[Image listing on named regions]
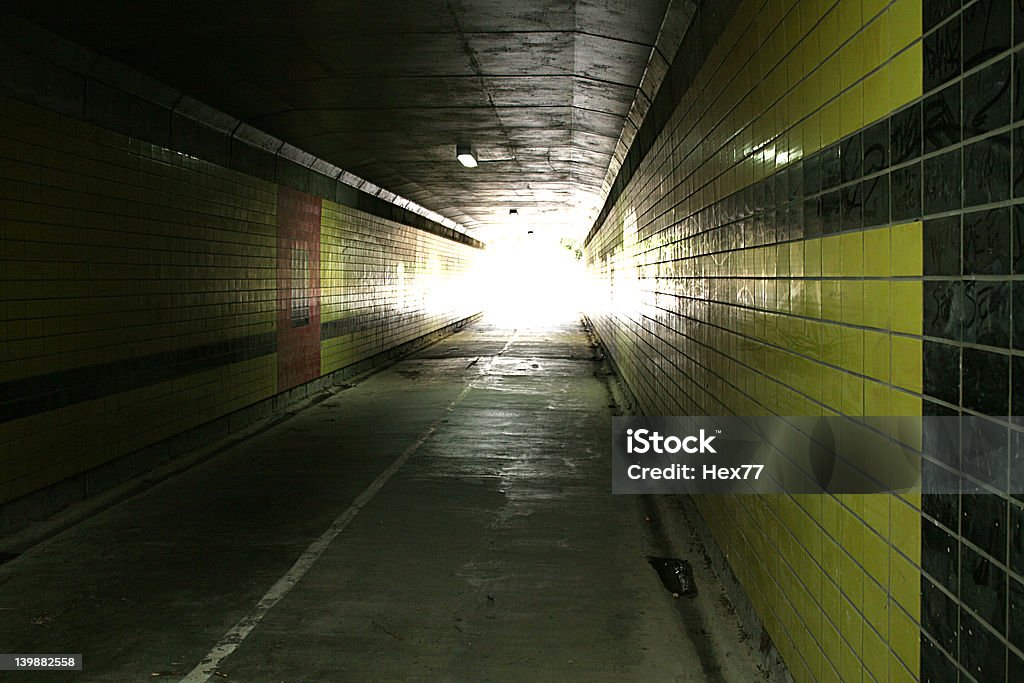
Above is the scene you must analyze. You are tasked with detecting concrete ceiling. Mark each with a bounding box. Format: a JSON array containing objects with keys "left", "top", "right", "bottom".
[{"left": 4, "top": 0, "right": 669, "bottom": 241}]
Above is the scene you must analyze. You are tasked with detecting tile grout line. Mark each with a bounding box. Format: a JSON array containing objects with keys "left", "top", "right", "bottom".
[{"left": 179, "top": 330, "right": 518, "bottom": 683}]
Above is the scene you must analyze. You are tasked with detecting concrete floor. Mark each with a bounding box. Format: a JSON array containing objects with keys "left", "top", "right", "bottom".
[{"left": 0, "top": 321, "right": 761, "bottom": 683}]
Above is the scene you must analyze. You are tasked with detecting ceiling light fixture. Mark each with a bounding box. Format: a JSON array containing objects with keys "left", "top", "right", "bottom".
[{"left": 455, "top": 144, "right": 476, "bottom": 168}]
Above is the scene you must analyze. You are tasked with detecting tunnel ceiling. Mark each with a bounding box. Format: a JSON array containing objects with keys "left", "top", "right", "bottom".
[{"left": 5, "top": 0, "right": 669, "bottom": 240}]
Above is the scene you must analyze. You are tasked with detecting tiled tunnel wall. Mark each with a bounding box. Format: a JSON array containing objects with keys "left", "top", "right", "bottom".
[
  {"left": 0, "top": 97, "right": 481, "bottom": 516},
  {"left": 586, "top": 0, "right": 1024, "bottom": 683}
]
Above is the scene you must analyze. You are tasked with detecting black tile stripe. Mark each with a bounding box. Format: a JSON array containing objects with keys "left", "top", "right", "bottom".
[{"left": 0, "top": 332, "right": 278, "bottom": 423}]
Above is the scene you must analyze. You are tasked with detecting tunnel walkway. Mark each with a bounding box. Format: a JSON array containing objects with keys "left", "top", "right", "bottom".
[{"left": 0, "top": 321, "right": 760, "bottom": 683}]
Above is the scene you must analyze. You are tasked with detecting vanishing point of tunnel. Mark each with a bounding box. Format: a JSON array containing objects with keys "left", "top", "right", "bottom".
[{"left": 0, "top": 0, "right": 1024, "bottom": 683}]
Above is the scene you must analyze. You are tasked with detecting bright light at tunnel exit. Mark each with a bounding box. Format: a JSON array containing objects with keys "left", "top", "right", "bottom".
[{"left": 481, "top": 229, "right": 590, "bottom": 328}]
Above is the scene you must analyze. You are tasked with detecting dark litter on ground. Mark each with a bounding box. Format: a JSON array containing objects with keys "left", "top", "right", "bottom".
[{"left": 647, "top": 555, "right": 697, "bottom": 598}]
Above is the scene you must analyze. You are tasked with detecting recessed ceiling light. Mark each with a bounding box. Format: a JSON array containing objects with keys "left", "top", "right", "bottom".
[{"left": 455, "top": 144, "right": 476, "bottom": 168}]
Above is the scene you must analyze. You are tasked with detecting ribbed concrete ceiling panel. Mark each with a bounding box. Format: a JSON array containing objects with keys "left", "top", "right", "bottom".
[{"left": 5, "top": 0, "right": 670, "bottom": 240}]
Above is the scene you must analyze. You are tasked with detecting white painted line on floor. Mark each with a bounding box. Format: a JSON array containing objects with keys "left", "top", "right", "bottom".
[{"left": 180, "top": 332, "right": 516, "bottom": 683}]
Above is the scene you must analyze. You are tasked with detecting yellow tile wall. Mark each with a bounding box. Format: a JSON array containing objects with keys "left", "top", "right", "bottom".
[
  {"left": 0, "top": 92, "right": 478, "bottom": 504},
  {"left": 585, "top": 0, "right": 922, "bottom": 683},
  {"left": 321, "top": 201, "right": 480, "bottom": 374}
]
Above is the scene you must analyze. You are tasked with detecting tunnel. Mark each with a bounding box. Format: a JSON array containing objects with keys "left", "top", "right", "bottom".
[{"left": 0, "top": 0, "right": 1011, "bottom": 683}]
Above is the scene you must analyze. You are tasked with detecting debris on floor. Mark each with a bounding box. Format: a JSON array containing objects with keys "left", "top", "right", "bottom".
[{"left": 647, "top": 555, "right": 697, "bottom": 598}]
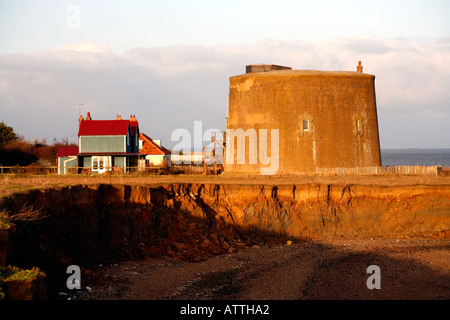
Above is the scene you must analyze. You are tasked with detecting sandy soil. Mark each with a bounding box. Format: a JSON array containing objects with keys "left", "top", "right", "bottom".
[{"left": 65, "top": 238, "right": 450, "bottom": 300}]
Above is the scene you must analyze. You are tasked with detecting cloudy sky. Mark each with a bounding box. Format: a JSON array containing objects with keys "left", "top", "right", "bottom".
[{"left": 0, "top": 0, "right": 450, "bottom": 148}]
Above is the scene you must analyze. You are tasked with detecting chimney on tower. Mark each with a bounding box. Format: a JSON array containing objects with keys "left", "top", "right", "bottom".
[{"left": 356, "top": 61, "right": 362, "bottom": 73}]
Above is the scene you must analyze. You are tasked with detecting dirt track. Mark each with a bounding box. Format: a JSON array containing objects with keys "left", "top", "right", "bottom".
[{"left": 70, "top": 239, "right": 450, "bottom": 300}]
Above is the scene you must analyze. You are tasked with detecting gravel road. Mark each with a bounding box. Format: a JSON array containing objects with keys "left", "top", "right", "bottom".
[{"left": 69, "top": 238, "right": 450, "bottom": 300}]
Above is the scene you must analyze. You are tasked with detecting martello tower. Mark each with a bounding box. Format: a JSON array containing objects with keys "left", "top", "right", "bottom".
[{"left": 225, "top": 62, "right": 381, "bottom": 174}]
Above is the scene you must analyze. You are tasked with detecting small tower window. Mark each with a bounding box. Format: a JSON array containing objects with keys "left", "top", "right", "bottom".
[
  {"left": 356, "top": 119, "right": 361, "bottom": 132},
  {"left": 303, "top": 120, "right": 309, "bottom": 131}
]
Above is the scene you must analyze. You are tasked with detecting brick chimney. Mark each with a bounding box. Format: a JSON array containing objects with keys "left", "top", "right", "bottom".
[{"left": 356, "top": 61, "right": 362, "bottom": 73}]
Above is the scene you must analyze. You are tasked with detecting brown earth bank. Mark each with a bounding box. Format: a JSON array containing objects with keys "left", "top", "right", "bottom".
[{"left": 0, "top": 180, "right": 450, "bottom": 299}]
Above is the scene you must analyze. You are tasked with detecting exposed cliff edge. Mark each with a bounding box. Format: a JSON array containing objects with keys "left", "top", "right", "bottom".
[{"left": 0, "top": 183, "right": 450, "bottom": 298}]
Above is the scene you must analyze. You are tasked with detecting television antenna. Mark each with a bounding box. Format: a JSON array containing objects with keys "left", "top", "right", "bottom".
[{"left": 76, "top": 103, "right": 84, "bottom": 116}]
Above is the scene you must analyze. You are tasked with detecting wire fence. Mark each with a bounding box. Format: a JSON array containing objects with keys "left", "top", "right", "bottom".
[{"left": 0, "top": 164, "right": 450, "bottom": 176}]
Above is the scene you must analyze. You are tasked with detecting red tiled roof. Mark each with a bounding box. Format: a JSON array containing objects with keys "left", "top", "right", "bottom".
[
  {"left": 56, "top": 147, "right": 78, "bottom": 158},
  {"left": 78, "top": 120, "right": 130, "bottom": 136}
]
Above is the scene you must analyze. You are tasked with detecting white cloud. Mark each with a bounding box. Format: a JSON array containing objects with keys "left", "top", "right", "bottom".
[
  {"left": 0, "top": 36, "right": 450, "bottom": 147},
  {"left": 53, "top": 42, "right": 110, "bottom": 53}
]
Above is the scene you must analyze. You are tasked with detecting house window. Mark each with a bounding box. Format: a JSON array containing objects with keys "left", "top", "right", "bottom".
[
  {"left": 92, "top": 156, "right": 111, "bottom": 173},
  {"left": 303, "top": 120, "right": 309, "bottom": 131}
]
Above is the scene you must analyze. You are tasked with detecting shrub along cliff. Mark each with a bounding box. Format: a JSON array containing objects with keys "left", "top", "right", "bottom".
[{"left": 0, "top": 183, "right": 450, "bottom": 293}]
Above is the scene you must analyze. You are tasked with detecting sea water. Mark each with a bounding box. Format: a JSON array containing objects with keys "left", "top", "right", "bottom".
[{"left": 381, "top": 149, "right": 450, "bottom": 167}]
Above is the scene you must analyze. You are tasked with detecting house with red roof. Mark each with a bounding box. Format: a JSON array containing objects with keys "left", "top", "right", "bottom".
[{"left": 58, "top": 112, "right": 140, "bottom": 173}]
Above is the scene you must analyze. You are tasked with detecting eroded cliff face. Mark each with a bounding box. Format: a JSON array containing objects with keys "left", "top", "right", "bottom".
[{"left": 1, "top": 184, "right": 450, "bottom": 298}]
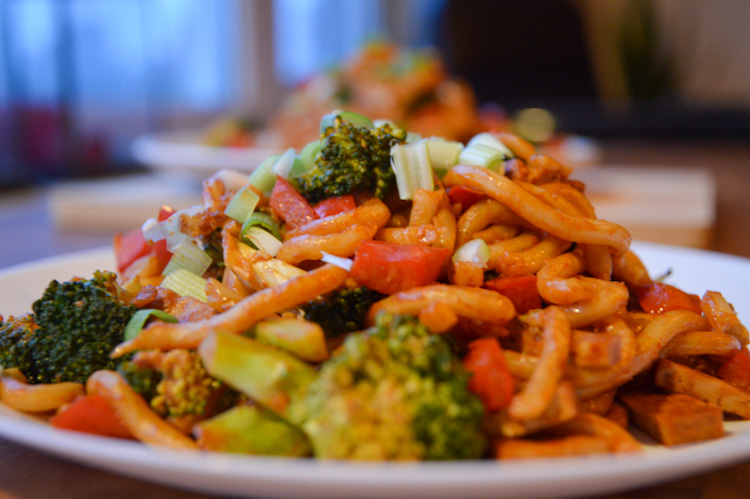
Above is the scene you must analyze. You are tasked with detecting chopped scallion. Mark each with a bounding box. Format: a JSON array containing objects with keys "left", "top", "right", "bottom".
[
  {"left": 242, "top": 225, "right": 283, "bottom": 256},
  {"left": 458, "top": 144, "right": 503, "bottom": 172},
  {"left": 247, "top": 154, "right": 281, "bottom": 196},
  {"left": 161, "top": 269, "right": 208, "bottom": 303},
  {"left": 124, "top": 308, "right": 177, "bottom": 340},
  {"left": 272, "top": 147, "right": 297, "bottom": 178},
  {"left": 224, "top": 185, "right": 260, "bottom": 223},
  {"left": 299, "top": 140, "right": 323, "bottom": 172},
  {"left": 391, "top": 140, "right": 435, "bottom": 199},
  {"left": 320, "top": 251, "right": 354, "bottom": 272},
  {"left": 240, "top": 211, "right": 281, "bottom": 239},
  {"left": 425, "top": 138, "right": 464, "bottom": 178},
  {"left": 453, "top": 239, "right": 491, "bottom": 268}
]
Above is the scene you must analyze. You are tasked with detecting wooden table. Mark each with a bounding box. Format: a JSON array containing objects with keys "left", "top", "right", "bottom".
[{"left": 0, "top": 141, "right": 750, "bottom": 499}]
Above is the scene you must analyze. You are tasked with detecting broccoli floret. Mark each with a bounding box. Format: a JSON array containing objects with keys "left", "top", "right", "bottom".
[
  {"left": 0, "top": 272, "right": 137, "bottom": 384},
  {"left": 125, "top": 349, "right": 239, "bottom": 421},
  {"left": 296, "top": 116, "right": 406, "bottom": 203},
  {"left": 0, "top": 315, "right": 37, "bottom": 373},
  {"left": 303, "top": 313, "right": 486, "bottom": 460},
  {"left": 301, "top": 286, "right": 385, "bottom": 337}
]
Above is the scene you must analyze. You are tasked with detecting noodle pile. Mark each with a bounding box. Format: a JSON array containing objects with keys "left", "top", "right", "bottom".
[{"left": 2, "top": 130, "right": 750, "bottom": 458}]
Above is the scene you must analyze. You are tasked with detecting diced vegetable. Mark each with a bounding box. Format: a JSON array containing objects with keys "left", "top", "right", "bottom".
[
  {"left": 161, "top": 269, "right": 208, "bottom": 303},
  {"left": 425, "top": 138, "right": 464, "bottom": 178},
  {"left": 299, "top": 140, "right": 323, "bottom": 171},
  {"left": 350, "top": 241, "right": 451, "bottom": 294},
  {"left": 198, "top": 331, "right": 318, "bottom": 424},
  {"left": 124, "top": 308, "right": 177, "bottom": 340},
  {"left": 193, "top": 405, "right": 312, "bottom": 457},
  {"left": 271, "top": 147, "right": 303, "bottom": 179},
  {"left": 242, "top": 225, "right": 283, "bottom": 256},
  {"left": 458, "top": 144, "right": 504, "bottom": 173},
  {"left": 463, "top": 338, "right": 514, "bottom": 412},
  {"left": 162, "top": 240, "right": 213, "bottom": 276},
  {"left": 635, "top": 282, "right": 702, "bottom": 314},
  {"left": 240, "top": 211, "right": 281, "bottom": 239},
  {"left": 448, "top": 185, "right": 487, "bottom": 211},
  {"left": 391, "top": 140, "right": 435, "bottom": 199},
  {"left": 313, "top": 194, "right": 357, "bottom": 218},
  {"left": 224, "top": 186, "right": 260, "bottom": 223},
  {"left": 49, "top": 395, "right": 133, "bottom": 438},
  {"left": 484, "top": 275, "right": 542, "bottom": 314},
  {"left": 255, "top": 318, "right": 328, "bottom": 362},
  {"left": 112, "top": 229, "right": 151, "bottom": 272},
  {"left": 270, "top": 177, "right": 318, "bottom": 228},
  {"left": 453, "top": 239, "right": 490, "bottom": 269},
  {"left": 247, "top": 154, "right": 281, "bottom": 196}
]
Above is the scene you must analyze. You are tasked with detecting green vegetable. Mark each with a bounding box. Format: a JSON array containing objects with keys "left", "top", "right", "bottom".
[
  {"left": 0, "top": 272, "right": 137, "bottom": 383},
  {"left": 224, "top": 186, "right": 260, "bottom": 223},
  {"left": 124, "top": 308, "right": 177, "bottom": 340},
  {"left": 391, "top": 140, "right": 435, "bottom": 199},
  {"left": 301, "top": 286, "right": 385, "bottom": 337},
  {"left": 162, "top": 241, "right": 214, "bottom": 276},
  {"left": 193, "top": 405, "right": 312, "bottom": 457},
  {"left": 303, "top": 314, "right": 486, "bottom": 460},
  {"left": 295, "top": 116, "right": 406, "bottom": 203},
  {"left": 198, "top": 331, "right": 317, "bottom": 424},
  {"left": 161, "top": 269, "right": 208, "bottom": 303},
  {"left": 247, "top": 154, "right": 281, "bottom": 196},
  {"left": 255, "top": 318, "right": 328, "bottom": 362},
  {"left": 118, "top": 349, "right": 240, "bottom": 422}
]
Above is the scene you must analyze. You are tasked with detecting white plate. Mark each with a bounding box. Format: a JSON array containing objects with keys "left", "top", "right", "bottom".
[
  {"left": 0, "top": 243, "right": 750, "bottom": 497},
  {"left": 130, "top": 130, "right": 279, "bottom": 181}
]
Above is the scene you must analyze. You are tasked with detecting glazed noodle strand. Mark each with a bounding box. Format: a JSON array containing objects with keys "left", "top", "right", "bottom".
[{"left": 443, "top": 165, "right": 631, "bottom": 257}]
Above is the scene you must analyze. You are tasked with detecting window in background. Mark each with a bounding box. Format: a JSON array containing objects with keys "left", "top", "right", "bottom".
[
  {"left": 0, "top": 0, "right": 445, "bottom": 187},
  {"left": 273, "top": 0, "right": 446, "bottom": 87},
  {"left": 0, "top": 0, "right": 240, "bottom": 186}
]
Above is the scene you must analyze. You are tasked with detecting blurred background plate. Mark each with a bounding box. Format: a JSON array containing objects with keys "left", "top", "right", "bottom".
[{"left": 131, "top": 130, "right": 279, "bottom": 181}]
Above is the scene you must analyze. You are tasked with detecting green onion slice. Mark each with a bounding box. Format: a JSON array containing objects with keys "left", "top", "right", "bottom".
[
  {"left": 466, "top": 132, "right": 514, "bottom": 159},
  {"left": 161, "top": 269, "right": 208, "bottom": 303},
  {"left": 240, "top": 211, "right": 281, "bottom": 239},
  {"left": 224, "top": 185, "right": 260, "bottom": 223},
  {"left": 391, "top": 140, "right": 435, "bottom": 199},
  {"left": 124, "top": 308, "right": 177, "bottom": 340},
  {"left": 453, "top": 239, "right": 491, "bottom": 269},
  {"left": 425, "top": 137, "right": 464, "bottom": 178},
  {"left": 299, "top": 140, "right": 323, "bottom": 173},
  {"left": 242, "top": 225, "right": 283, "bottom": 256},
  {"left": 162, "top": 240, "right": 213, "bottom": 276},
  {"left": 458, "top": 144, "right": 503, "bottom": 172},
  {"left": 248, "top": 154, "right": 281, "bottom": 196}
]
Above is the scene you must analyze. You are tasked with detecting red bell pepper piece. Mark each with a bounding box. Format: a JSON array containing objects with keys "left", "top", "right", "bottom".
[
  {"left": 313, "top": 194, "right": 357, "bottom": 218},
  {"left": 270, "top": 175, "right": 318, "bottom": 229},
  {"left": 716, "top": 348, "right": 750, "bottom": 390},
  {"left": 462, "top": 338, "right": 514, "bottom": 412},
  {"left": 635, "top": 282, "right": 702, "bottom": 314},
  {"left": 49, "top": 395, "right": 133, "bottom": 438},
  {"left": 484, "top": 275, "right": 542, "bottom": 314},
  {"left": 112, "top": 227, "right": 151, "bottom": 272},
  {"left": 448, "top": 185, "right": 487, "bottom": 211},
  {"left": 349, "top": 241, "right": 451, "bottom": 294},
  {"left": 151, "top": 204, "right": 176, "bottom": 270}
]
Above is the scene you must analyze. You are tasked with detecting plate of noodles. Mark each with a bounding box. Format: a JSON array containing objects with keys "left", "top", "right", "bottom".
[
  {"left": 0, "top": 243, "right": 750, "bottom": 497},
  {"left": 0, "top": 113, "right": 750, "bottom": 497}
]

Task description >> From the line containing "with detecting plate" through the end of the listing, what do those lines read like with "plate of noodles" swapped for "bowl of noodles" and nothing else changed?

Result of this task >>
Above is the scene you must analyze. You are tasked with detecting bowl of noodles. Mark each with a bounding box. Format: a JSON array containing objects with keys "left", "top", "right", "bottom".
[
  {"left": 0, "top": 243, "right": 750, "bottom": 497},
  {"left": 0, "top": 113, "right": 750, "bottom": 497}
]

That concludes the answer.